# Input material start
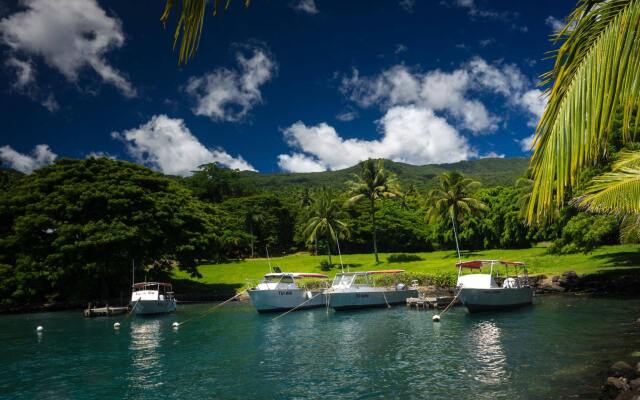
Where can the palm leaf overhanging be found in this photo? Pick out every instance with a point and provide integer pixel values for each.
(615, 192)
(190, 24)
(596, 75)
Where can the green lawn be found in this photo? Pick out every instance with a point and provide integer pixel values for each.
(238, 274)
# Input material end
Please rewrite the entries, substituting "image" for "photo" and keeping everything else the same. Omit the pictures from your answer.

■ **Output of the task**:
Where can the palm leaf overhanging be found in this image? Pick out every instance with a point and provide integer pixel values for each.
(615, 192)
(190, 24)
(596, 75)
Where can the green lawn be found in this image? Pick out every instance with a point and provide integer pixel values for each.
(238, 274)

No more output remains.